___ Quoted text

It turned out, though, that finding time to read books with a one-year-old at home is no easier than doing so with a baby (unless you count books for him… his favourite is Ten Little Monsters), so it’s another lighter year by volume.

As usual, I’ll split the list into non-fiction and fiction, starting each with my top five of the year.

Top five fiction

The best novel I read this year was The Name of the Rose by Umberto Eco, but as it’s a re-read, I’m not going to count it. It remains probably my favourite novel: vast, deep and evocative, but with a gripping plot.

Outside that, my top five were:

  1. Lent by Jo Walton. I recommend you read as little as possible about this before starting it. A spoiler-free synopsis is that it’s a work of speculative fiction that tells the story of Savonarola (of the original bonfire of the vanities fame). It’s clever, fun and philosophically and theologically deep.
  2. The Spy and the Traitor by Ben Macintyre. This isn’t fiction, but it’s basically a non-fiction novel, so it fits better here. Macintyre tells the remarkable story of Oleg Gordievsky, the highest ranking KGB defector of the Cold War. It’s totally gripping and brilliantly written.
  3. Educated by Tara Westover. Also non-fiction — a memoir — but a much more compelling plot and characters than the vast majority of novels. Westover tells the story of her childhood in an extreme Mormon survivalist family, through to her getting a PhD from Cambridge. It’s an extraordinary story. (Thanks Pippy James for the recommendation)
  4. The Western Wind by Samantha Harvey. An atmospheric novel set in 15th century Somerset that tells the story of a priest and a parish trying to understand the death of one of its most prominent residents. It’s a beautiful picture of late medieval faith, doubt, community and humanity.
  5. The Name of the Wind (and its sequel, The Wise Man’s Fear) by Patrick Rothfuss. As I’ve said before, I’m a big sucker for vast epic fantasies and the Name of the Wind is one of the best I’ve come across. The premise sounds unpromising: a tavern landlord tells the story of his life — but Rothfuss is a master storyteller and his worldbuilding is superb. (Thanks Megan Reynolds for the recommendation)

______
___ Material supplied

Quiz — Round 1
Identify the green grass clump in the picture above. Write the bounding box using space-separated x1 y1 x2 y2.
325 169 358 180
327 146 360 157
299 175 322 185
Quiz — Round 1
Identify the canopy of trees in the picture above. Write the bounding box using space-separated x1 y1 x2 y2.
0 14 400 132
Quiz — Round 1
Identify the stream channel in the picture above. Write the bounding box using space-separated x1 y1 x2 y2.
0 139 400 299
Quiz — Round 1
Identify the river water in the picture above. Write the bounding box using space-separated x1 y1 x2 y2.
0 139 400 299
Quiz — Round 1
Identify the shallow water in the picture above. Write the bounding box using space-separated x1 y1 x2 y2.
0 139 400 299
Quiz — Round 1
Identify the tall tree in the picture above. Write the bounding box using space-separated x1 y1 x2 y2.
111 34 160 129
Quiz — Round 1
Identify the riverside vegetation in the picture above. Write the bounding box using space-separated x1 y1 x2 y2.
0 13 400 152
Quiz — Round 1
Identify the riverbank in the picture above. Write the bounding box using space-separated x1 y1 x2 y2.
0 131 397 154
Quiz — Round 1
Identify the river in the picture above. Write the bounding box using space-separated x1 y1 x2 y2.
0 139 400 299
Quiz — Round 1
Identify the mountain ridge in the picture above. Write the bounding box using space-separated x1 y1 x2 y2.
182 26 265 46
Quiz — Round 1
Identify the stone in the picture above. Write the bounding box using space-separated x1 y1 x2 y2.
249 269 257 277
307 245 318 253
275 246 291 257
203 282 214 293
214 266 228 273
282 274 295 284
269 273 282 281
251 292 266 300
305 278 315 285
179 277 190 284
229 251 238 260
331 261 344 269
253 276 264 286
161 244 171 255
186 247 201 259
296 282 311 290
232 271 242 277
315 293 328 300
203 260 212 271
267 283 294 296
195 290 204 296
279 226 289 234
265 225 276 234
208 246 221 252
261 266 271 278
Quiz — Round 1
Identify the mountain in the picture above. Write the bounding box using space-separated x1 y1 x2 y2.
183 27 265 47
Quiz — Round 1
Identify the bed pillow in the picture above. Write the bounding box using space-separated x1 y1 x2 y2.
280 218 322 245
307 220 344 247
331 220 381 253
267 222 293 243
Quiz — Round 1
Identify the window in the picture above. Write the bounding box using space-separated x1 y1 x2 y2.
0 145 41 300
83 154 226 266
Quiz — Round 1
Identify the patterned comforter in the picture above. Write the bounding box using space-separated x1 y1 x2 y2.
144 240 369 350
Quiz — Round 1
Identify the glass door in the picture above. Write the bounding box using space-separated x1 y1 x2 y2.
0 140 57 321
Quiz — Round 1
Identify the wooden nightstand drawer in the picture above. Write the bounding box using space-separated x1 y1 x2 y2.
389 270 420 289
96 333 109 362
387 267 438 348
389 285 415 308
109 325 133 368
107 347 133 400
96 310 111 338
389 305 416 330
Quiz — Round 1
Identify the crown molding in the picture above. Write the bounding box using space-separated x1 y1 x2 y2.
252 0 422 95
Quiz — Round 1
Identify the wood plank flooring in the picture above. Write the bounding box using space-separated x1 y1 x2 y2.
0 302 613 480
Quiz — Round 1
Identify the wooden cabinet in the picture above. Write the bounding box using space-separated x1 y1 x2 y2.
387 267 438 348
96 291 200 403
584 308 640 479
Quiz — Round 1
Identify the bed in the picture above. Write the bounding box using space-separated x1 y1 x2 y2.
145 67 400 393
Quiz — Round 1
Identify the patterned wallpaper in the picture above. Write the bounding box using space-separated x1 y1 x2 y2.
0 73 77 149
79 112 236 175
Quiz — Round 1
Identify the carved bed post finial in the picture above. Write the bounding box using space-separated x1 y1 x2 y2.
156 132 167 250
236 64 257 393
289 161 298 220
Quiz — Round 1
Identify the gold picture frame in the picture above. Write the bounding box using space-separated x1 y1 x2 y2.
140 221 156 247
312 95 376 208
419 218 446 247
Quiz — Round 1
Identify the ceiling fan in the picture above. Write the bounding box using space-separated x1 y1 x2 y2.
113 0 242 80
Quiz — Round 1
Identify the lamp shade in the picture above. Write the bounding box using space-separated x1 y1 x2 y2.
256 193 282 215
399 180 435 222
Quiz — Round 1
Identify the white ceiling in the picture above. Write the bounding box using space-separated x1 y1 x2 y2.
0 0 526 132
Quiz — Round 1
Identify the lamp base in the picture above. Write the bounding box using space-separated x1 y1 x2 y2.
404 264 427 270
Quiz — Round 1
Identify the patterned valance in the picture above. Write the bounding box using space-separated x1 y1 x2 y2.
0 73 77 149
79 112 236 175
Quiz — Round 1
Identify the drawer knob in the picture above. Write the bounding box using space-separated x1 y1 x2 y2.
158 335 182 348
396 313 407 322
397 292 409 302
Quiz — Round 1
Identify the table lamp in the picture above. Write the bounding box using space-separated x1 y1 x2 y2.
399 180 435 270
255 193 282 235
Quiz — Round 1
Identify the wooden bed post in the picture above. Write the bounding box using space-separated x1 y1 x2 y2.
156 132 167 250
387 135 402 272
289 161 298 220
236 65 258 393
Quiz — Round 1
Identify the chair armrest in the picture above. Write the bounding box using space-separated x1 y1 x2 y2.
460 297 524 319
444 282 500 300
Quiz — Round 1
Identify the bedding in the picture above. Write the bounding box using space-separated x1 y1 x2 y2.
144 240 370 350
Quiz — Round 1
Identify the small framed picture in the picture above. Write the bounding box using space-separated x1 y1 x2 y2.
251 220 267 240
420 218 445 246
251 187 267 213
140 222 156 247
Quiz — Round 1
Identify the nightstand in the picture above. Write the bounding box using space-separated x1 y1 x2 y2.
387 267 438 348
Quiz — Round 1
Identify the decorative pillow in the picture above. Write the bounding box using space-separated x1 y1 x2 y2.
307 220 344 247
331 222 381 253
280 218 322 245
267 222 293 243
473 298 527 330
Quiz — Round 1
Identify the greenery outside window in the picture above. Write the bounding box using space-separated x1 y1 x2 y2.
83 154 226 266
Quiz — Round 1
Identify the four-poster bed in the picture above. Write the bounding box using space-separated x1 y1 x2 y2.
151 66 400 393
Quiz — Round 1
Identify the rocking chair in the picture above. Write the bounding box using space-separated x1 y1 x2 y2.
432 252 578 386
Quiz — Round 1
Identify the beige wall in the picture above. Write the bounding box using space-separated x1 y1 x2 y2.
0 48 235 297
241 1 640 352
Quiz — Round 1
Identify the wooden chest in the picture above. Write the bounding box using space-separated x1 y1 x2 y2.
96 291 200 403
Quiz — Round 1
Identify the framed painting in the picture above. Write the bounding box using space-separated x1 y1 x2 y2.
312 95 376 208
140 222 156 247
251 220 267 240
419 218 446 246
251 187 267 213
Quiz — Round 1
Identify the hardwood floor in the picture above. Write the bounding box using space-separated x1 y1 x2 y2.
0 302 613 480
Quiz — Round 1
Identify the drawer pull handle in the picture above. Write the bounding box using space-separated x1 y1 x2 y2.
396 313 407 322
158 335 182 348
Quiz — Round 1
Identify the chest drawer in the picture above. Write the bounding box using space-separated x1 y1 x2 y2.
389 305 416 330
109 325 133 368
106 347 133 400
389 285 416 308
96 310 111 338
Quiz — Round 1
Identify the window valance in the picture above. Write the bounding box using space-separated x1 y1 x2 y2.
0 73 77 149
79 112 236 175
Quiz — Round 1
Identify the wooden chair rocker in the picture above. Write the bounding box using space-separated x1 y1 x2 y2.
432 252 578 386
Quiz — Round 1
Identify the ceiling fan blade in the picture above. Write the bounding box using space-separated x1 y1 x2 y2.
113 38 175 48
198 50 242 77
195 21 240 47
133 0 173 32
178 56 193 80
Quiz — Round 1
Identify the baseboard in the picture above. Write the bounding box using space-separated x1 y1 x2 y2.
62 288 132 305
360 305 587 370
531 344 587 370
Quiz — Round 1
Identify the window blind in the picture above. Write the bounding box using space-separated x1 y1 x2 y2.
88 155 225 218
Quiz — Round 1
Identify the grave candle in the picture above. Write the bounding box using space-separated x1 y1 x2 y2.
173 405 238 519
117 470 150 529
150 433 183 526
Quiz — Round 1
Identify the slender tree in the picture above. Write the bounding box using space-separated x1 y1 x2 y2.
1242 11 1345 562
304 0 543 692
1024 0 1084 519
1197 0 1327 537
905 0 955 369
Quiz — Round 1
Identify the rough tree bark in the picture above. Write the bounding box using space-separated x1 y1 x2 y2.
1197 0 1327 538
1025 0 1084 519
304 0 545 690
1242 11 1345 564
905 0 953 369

______

**Written task A**.
From the book list above, repeat the passage between "1. Lent by Jo" and "and theologically deep.", inclusive, word for word.
**Written task B**.
Continue the year's book list from the end of the text above.

**Result A**.
1. Lent by Jo Walton. I recommend you read as little as possible about this before starting it. A spoiler-free synopsis is that it’s a work of speculative fiction that tells the story of Savonarola (of the original bonfire of the vanities fame). It’s clever, fun and philosophically and theologically deep.

**Result B**.
Top five non-fiction

I’ve found myself going off non-fiction books, partly because the quality of podcasts is so high today that I find interviews with non-fiction authors a better way to get to grips with their ideas (and then I get the book only if it sounds like there’s much more to learn from reading in long form). I’ve also found that I do more and more of my non-fiction reading for my newsletter, Thoughts in Between, and articles and academic papers are better suited for that format.

Nevertheless, I loved the best non-fiction books I read this year:

  1. The Secret of Our Success by Joseph Henrich. One of the most insightful and perspective-altering books I remember reading, The Secret of Our Success lays out the case for cultural evolution as one of the most powerful forces in shaping our species and societies. Henrich demonstrates the limits of reason and generating knowledge from first principles: “culture is smarter than we are”. It’s a must read. I wrote more about it in Thoughts in Between here. (Thanks Marc Warner for the recommendation)
  2. Eichmann in Jerusalem by Hannah Arendt. Arendt tells the story of the trial of Adolf Eichmann, one of the senior Nazi officials who planned and executed the Holocaust. It’s part history, part psychological profile, and part meditation on evil, moral responsibility and overcoming history. I found the passages on the near total failure of the Holocaust in Denmark and Bulgaria particular powerful and moving. The book is nearly 60 years old, but it’s the first time I’ve read it and I thought it was extraordinary.
  3. The Passions and the Interests by Albert Hirschman. The subtitle is “political arguments for capitalism before its triumph”, which is an excellent summary of a fascinating and deeply insightful book. Hirschman sets out to trace the transformation of the idea of “self-interest” (particularly the desire to accumulate material goods) from deadly sin to praiseworthy ambition over the course of the early modern period. It’s both fascinating and jarring to see arguments that seem strikingly modern laid out by 17th century philosophers (Montesquieu’s arguments for economic freedom sound very like those of many Bitcoin advocates, for example)
  4. Destined for War by Graham Allison. Allison lays out why so often in history the tension between a dominant great power and an emerging one has ended in war — what he calls the “Thucydides trap” — and looks at what this means for the US’s relationship with China. It’s a constructive book with lots of recommendations for avoiding the trap, but it makes the prospect of war between the US and China feel much more real and likely than many of us might imagine. I wrote a bit more about this here. (Thanks Ian Hogarth for the recommendation)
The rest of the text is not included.